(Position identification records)

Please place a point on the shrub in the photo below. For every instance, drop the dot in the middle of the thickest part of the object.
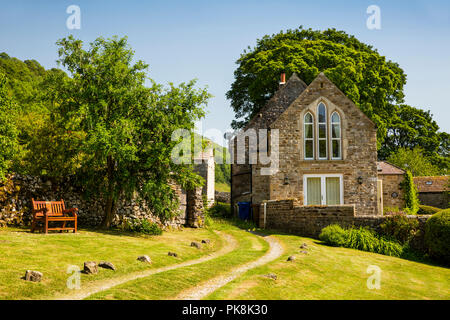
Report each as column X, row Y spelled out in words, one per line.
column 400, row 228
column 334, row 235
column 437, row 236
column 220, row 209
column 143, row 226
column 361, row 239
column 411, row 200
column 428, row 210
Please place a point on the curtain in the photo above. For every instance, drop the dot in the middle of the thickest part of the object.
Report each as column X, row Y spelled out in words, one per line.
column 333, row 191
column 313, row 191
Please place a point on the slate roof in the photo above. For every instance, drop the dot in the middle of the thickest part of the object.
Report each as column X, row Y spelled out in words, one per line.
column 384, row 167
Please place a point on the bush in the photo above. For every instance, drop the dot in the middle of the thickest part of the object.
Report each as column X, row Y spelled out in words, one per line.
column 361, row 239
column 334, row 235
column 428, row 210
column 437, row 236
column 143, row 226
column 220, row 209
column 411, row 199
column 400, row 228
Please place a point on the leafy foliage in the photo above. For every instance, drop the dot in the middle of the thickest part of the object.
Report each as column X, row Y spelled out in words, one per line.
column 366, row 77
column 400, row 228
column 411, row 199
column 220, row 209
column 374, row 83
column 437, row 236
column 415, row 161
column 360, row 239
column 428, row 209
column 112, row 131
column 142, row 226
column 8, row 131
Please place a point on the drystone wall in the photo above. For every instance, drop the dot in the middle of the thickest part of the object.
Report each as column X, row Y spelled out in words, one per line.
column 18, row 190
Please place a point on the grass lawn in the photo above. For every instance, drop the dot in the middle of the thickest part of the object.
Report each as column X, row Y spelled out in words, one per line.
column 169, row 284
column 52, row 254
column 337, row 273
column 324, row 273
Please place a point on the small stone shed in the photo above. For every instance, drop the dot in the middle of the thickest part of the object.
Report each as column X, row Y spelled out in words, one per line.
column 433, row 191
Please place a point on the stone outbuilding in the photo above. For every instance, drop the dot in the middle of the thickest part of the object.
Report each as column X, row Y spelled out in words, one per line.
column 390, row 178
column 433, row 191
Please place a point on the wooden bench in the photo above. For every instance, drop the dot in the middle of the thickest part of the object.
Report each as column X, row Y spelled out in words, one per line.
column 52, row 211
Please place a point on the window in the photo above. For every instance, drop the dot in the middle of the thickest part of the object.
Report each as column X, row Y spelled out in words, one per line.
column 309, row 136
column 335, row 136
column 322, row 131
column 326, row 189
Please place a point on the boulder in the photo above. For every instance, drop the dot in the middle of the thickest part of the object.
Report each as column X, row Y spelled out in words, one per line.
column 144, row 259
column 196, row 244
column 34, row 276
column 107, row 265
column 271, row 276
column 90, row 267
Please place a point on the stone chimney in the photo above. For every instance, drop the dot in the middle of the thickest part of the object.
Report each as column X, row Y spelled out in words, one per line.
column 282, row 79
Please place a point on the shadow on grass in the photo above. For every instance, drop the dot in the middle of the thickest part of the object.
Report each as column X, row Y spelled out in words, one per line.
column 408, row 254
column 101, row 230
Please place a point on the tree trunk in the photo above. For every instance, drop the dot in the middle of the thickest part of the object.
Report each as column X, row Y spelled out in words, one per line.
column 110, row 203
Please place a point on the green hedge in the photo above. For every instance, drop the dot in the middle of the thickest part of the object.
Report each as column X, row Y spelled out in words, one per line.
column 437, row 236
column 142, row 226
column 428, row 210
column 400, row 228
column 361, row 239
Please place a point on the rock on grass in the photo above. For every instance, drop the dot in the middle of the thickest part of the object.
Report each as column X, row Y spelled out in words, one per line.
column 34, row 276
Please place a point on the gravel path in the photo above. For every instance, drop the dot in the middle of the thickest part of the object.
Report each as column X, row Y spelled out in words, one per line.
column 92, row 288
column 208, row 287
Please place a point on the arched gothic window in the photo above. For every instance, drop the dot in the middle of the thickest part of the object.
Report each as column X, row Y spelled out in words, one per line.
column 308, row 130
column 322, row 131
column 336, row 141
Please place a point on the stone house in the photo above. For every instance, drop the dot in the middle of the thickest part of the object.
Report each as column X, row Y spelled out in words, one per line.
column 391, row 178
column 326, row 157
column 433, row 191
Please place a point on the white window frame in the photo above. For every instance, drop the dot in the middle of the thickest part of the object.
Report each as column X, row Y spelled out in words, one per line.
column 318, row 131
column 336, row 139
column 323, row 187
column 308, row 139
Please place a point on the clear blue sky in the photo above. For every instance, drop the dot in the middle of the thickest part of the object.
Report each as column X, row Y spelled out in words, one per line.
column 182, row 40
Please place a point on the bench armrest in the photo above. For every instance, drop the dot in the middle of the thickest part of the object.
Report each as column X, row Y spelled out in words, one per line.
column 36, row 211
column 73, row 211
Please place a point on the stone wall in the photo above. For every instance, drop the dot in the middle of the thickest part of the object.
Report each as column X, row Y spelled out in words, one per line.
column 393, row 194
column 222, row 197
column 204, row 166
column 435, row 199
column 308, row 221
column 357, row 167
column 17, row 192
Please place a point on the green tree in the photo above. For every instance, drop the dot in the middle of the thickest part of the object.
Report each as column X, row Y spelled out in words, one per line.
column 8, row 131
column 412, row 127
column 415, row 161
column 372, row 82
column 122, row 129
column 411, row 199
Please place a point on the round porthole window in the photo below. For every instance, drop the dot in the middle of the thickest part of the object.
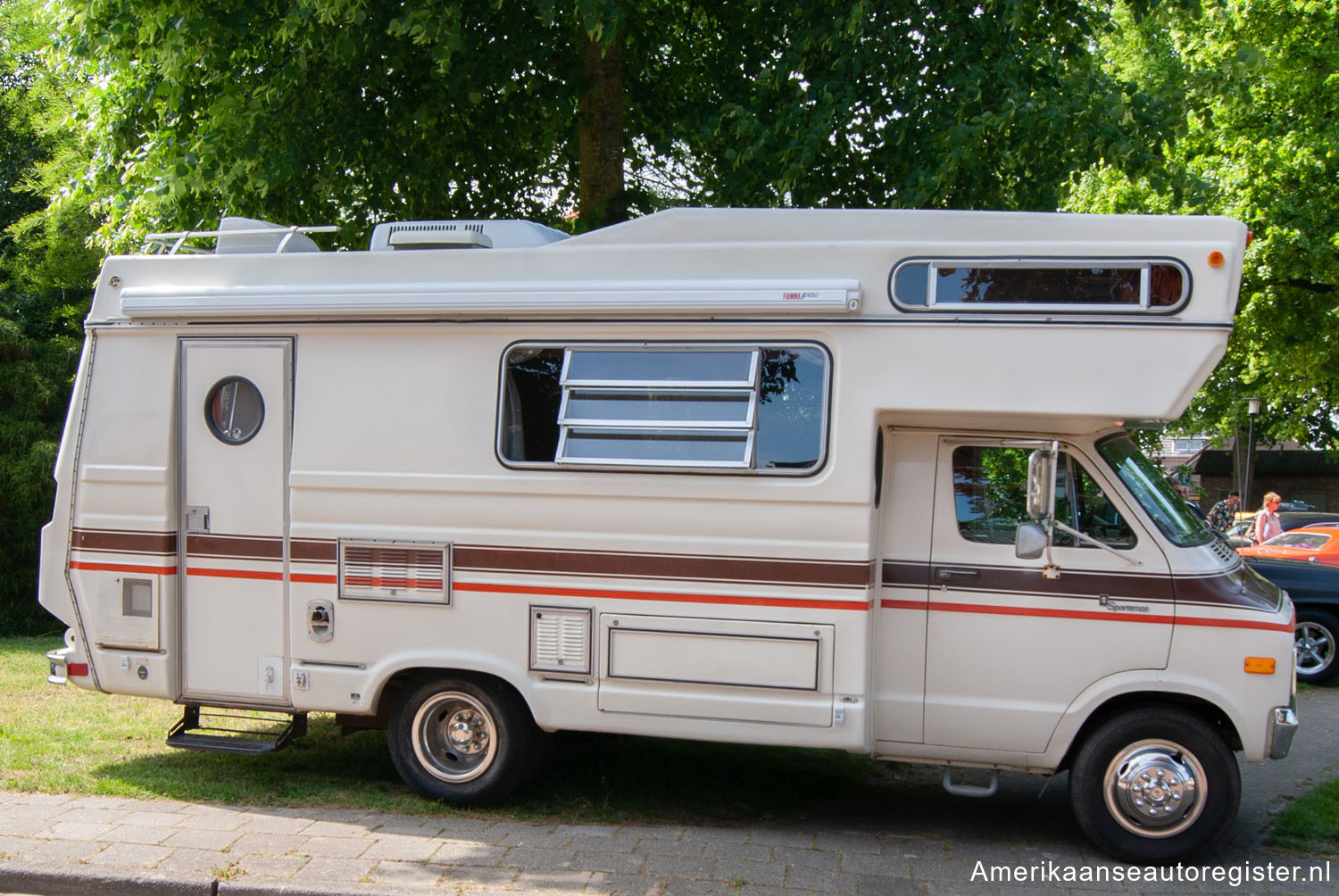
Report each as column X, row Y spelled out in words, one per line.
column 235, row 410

TASK REQUIREMENTS:
Duplicate the material word for word, starting at the line that contains "Please place a point on the round" and continuing through the last line. Leave the pictures out of your copy.

COMPLETED EXERCISE:
Please place a point on the round porthole window in the photo below. For every instance, drop the dot in the middle of the thickest part of the object.
Report each as column X, row Y spelled out in words, one per line.
column 235, row 410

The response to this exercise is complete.